• [EXTRACT TO READ]:
Hospital officials announced Monday that Theresa Bigler, 59, of Woodway, has agreed to team up with the hospital in seeking damages from Olympus America in connection with the August 2013 death of her 57-year-old husband, Richard Bigler.

Together, they said, they hope to correct what she and hospital officials have described as a badly designed and poorly regulated medical device.

At least 39 people developed multidrug-resistant infections allegedly spread by dangerous bacteria that remained on specialized duodenoscopes even after they were cleaned according to manufacturers’ directions, health officials said.

At least 18 Virginia Mason patients affected by the outbreak have died, although the role the infections played in their deaths, if any, isn’t clear.

Theresa Bigler filed a lawsuit in March that targeted both Virginia Mason and Olympus, seeking damages for the wrongful death of her husband, who had pancreatic cancer. The suit announced Monday by Virginia Mason is a cross claim in answer to that.

“Virginia Mason was misled and misinformed by Olympus as to the safety of its devices,” said John Gagliardi, the Luvera Law Firm lawyer representing Bigler, whose lawsuit still names Virginia Mason as a defendant.

He said evidence shows it’s likely Olympus had known for years that the devices could spread bacteria, but that the firm never informed Virginia Mason or other hospitals.

• [TASKS TO COMPLETE]:
1. In the news excerpt, how old was Richard Bigler when he died?
2. List every person named in the news excerpt.
3. Write out the passage of the news excerpt from "Hospital officials announced" up to and including "any, isn’t clear.".

• [RECORD EXTRACTS]:
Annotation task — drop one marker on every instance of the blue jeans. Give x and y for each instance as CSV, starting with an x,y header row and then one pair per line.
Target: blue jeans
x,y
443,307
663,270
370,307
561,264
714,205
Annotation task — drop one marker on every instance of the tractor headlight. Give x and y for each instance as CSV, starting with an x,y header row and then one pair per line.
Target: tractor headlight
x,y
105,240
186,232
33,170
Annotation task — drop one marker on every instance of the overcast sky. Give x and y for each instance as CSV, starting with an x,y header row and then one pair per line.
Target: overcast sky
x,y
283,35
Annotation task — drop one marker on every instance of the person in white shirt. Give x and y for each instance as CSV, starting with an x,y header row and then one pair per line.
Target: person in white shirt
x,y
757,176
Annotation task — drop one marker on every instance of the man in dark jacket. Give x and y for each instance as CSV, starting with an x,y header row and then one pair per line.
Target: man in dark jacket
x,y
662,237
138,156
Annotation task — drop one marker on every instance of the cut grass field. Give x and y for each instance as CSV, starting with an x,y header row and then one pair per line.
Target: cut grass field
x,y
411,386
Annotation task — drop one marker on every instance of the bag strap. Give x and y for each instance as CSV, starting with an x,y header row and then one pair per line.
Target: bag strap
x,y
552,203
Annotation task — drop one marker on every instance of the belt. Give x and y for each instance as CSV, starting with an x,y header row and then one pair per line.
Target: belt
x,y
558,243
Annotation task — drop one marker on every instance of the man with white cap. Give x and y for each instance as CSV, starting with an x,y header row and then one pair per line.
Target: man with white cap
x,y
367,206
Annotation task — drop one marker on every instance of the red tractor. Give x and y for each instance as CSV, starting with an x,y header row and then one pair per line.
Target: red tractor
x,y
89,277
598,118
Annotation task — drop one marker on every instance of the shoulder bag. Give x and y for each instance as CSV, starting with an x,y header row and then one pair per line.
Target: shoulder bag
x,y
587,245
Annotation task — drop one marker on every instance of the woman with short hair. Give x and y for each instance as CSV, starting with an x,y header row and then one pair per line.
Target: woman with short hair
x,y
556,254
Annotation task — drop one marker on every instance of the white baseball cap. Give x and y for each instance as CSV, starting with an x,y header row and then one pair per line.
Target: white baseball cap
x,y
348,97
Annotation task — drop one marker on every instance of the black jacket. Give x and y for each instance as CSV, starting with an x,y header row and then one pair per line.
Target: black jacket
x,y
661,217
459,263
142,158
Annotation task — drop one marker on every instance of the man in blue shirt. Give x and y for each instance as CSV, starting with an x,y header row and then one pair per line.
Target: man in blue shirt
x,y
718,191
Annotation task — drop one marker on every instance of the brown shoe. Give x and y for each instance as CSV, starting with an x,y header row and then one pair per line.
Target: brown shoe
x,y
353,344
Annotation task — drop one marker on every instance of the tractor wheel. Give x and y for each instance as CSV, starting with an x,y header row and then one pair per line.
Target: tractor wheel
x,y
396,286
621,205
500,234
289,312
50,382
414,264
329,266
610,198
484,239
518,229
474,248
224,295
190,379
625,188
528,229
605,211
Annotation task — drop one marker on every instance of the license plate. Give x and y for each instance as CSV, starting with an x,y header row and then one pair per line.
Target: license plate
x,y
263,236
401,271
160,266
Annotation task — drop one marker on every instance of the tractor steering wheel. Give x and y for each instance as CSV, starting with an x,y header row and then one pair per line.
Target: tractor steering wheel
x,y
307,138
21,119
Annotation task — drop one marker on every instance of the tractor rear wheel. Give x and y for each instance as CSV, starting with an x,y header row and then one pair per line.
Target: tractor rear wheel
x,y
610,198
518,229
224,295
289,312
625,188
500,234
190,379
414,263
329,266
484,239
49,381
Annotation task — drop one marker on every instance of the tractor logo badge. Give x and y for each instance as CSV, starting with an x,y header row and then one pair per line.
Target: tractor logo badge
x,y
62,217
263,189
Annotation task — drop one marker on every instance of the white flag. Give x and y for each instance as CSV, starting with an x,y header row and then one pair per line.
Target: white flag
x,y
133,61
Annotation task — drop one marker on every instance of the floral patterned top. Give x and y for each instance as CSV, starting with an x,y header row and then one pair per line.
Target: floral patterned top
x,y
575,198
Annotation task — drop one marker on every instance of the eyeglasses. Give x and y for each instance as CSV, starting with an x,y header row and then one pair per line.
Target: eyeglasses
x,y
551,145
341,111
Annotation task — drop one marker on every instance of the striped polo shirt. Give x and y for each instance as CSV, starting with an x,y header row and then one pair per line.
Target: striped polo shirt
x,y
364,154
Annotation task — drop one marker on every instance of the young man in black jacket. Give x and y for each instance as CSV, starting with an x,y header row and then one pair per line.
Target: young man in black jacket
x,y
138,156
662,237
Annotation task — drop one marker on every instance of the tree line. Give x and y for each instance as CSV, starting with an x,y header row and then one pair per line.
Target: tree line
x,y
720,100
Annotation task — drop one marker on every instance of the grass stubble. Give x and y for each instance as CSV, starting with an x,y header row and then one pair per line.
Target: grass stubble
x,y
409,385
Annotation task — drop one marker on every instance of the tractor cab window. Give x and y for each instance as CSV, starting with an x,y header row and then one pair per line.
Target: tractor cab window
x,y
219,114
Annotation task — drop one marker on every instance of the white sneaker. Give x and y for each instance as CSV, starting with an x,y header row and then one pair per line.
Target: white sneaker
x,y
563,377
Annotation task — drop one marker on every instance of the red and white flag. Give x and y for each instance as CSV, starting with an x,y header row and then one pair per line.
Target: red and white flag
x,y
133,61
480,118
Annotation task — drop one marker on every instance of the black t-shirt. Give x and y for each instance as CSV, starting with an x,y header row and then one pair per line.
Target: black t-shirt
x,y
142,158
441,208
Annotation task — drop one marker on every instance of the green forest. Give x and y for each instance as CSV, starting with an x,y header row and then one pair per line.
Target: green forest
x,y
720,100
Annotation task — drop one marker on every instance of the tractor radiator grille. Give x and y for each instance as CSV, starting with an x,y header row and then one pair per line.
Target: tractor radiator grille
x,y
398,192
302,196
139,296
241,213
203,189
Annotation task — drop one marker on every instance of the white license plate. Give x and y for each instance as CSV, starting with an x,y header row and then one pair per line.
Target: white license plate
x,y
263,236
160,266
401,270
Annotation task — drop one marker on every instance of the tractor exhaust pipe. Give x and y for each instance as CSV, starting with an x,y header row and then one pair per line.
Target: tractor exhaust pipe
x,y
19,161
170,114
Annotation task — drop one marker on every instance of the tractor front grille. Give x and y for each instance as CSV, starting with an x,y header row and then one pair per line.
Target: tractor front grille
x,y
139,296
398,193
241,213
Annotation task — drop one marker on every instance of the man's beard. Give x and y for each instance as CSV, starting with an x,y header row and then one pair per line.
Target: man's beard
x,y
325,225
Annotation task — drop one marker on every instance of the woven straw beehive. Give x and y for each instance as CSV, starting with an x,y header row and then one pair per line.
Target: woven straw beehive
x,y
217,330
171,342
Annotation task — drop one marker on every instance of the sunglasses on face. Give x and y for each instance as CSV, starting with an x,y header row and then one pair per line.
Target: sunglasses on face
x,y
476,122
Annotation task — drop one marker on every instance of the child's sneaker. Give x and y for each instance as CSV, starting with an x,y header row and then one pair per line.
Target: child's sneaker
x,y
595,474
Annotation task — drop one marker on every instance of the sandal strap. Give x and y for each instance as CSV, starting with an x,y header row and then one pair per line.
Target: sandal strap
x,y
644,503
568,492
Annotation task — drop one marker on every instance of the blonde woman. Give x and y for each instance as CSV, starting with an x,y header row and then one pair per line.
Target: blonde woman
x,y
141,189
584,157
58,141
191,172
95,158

• [ANSWERS BY ITEM]:
1. He was 57 years old.

2. Theresa Bigler, Richard Bigler, John Gagliardi

3.
Hospital officials announced Monday that Theresa Bigler, 59, of Woodway, has agreed to team up with the hospital in seeking damages from Olympus America in connection with the August 2013 death of her 57-year-old husband, Richard Bigler.

Together, they said, they hope to correct what she and hospital officials have described as a badly designed and poorly regulated medical device.

At least 39 people developed multidrug-resistant infections allegedly spread by dangerous bacteria that remained on specialized duodenoscopes even after they were cleaned according to manufacturers’ directions, health officials said.

At least 18 Virginia Mason patients affected by the outbreak have died, although the role the infections played in their deaths, if any, isn’t clear.